その隠居後の生活をうたった42歳頃の連作「園田の居に帰る五首」。
今回は、窮屈な生活から解放された開放感にあふれた第一首とは違い、
農業生活の悩みを実感するようになった思いがあらわれ始めたころの、
後半の三首から、第三首、第四首を紹介しましょう。
●「園田の居に帰る五首 其の三」陶淵明
・第三首目は、第一首と並んで有名になった歌だそうです。
そこでは、《「其の二」より少し深刻で、自分の経験不足で農作業が
うまくゆかない悩みを告白しています。》p.344
帰田園居五首(其三)
園田(えんでん)の居(きよ)に帰(かへ)る
五首(ごしゆ) 其(そ)の三(さん)
・前半四句は、《農作業の大変さを述べる。》p.344
種豆南山下 豆(まめ)を種(う)う 南山(なんざん)の下(もと)

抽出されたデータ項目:

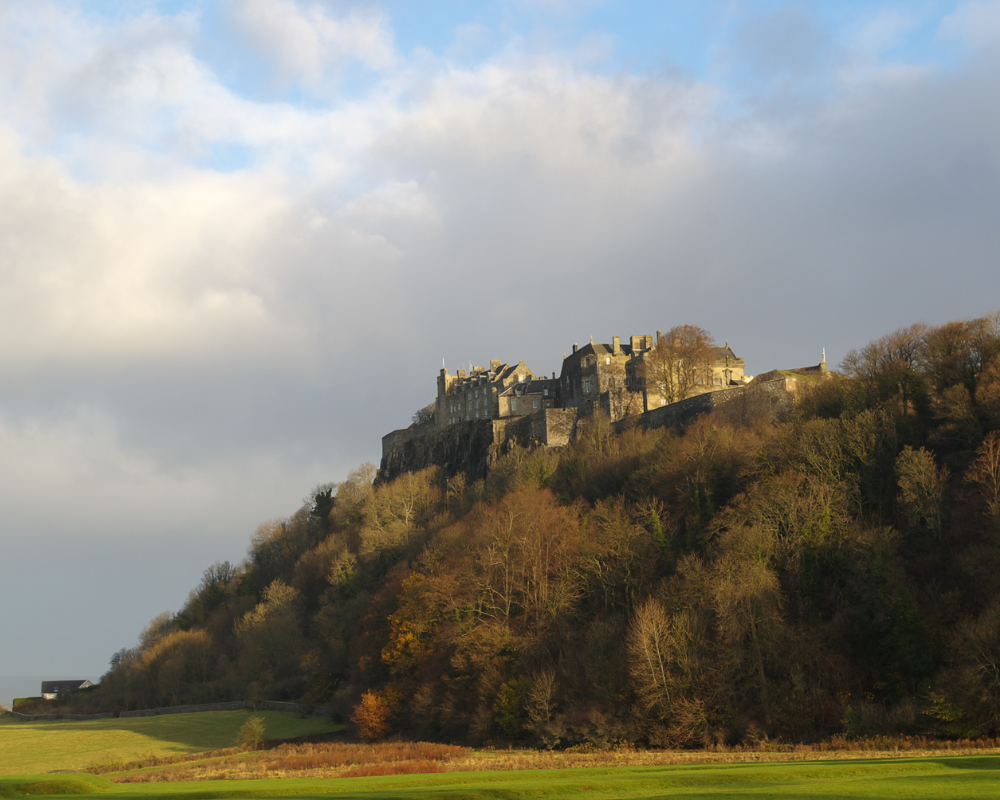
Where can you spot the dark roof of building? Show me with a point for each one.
(533, 386)
(597, 349)
(725, 351)
(55, 687)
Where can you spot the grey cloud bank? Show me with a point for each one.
(187, 351)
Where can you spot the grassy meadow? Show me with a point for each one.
(187, 755)
(950, 777)
(72, 746)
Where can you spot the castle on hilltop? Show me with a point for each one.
(611, 377)
(480, 414)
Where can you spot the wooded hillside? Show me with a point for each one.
(834, 572)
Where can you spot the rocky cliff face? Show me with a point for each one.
(468, 447)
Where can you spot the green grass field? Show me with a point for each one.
(70, 746)
(37, 757)
(955, 777)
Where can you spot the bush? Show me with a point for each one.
(252, 734)
(371, 715)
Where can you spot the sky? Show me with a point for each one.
(238, 237)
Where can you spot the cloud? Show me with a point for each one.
(976, 23)
(303, 42)
(194, 345)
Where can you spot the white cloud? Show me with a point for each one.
(303, 41)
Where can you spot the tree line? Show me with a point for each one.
(833, 572)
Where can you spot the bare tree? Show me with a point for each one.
(679, 364)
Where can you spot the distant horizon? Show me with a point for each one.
(237, 238)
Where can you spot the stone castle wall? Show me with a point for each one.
(473, 446)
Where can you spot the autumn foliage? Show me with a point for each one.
(832, 573)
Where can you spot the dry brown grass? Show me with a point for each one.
(345, 759)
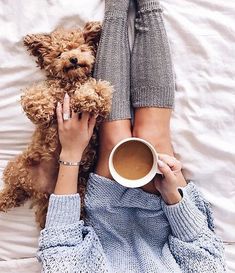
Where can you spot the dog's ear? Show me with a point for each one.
(92, 32)
(39, 46)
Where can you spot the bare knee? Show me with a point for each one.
(113, 132)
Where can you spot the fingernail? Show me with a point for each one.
(160, 163)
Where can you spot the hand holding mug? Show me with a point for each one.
(173, 179)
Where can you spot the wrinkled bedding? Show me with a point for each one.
(202, 39)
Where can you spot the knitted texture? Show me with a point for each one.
(113, 57)
(152, 79)
(137, 230)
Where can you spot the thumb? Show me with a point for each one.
(166, 171)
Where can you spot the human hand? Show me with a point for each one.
(74, 133)
(172, 180)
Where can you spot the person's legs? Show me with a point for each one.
(152, 80)
(113, 65)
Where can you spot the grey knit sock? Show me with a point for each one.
(152, 80)
(113, 57)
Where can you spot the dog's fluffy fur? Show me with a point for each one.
(67, 56)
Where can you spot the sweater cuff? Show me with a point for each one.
(185, 219)
(63, 210)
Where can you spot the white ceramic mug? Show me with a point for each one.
(130, 183)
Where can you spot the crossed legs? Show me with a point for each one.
(151, 89)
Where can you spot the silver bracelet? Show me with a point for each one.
(67, 163)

■ **出題内容**
陶淵明の詩を紹介する抜粋のうち、「その隠居後の生活をうたった42歳頃の連作「園田の居に帰る五首」。」を含む語句で始まり「種豆南山下 豆(まめ)を種(う)う 南山(なんざん)の下(もと)」で終わる部分を、一字も変えずに返してください。

■ **正しい結果**
その隠居後の生活をうたった42歳頃の連作「園田の居に帰る五首」。
今回は、窮屈な生活から解放された開放感にあふれた第一首とは違い、
農業生活の悩みを実感するようになった思いがあらわれ始めたころの、
後半の三首から、第三首、第四首を紹介しましょう。
●「園田の居に帰る五首 其の三」陶淵明
・第三首目は、第一首と並んで有名になった歌だそうです。
そこでは、《「其の二」より少し深刻で、自分の経験不足で農作業が
うまくゆかない悩みを告白しています。》p.344
帰田園居五首(其三)
園田(えんでん)の居(きよ)に帰(かへ)る
五首(ごしゆ) 其(そ)の三(さん)
・前半四句は、《農作業の大変さを述べる。》p.344
種豆南山下 豆(まめ)を種(う)う 南山(なんざん)の下(もと)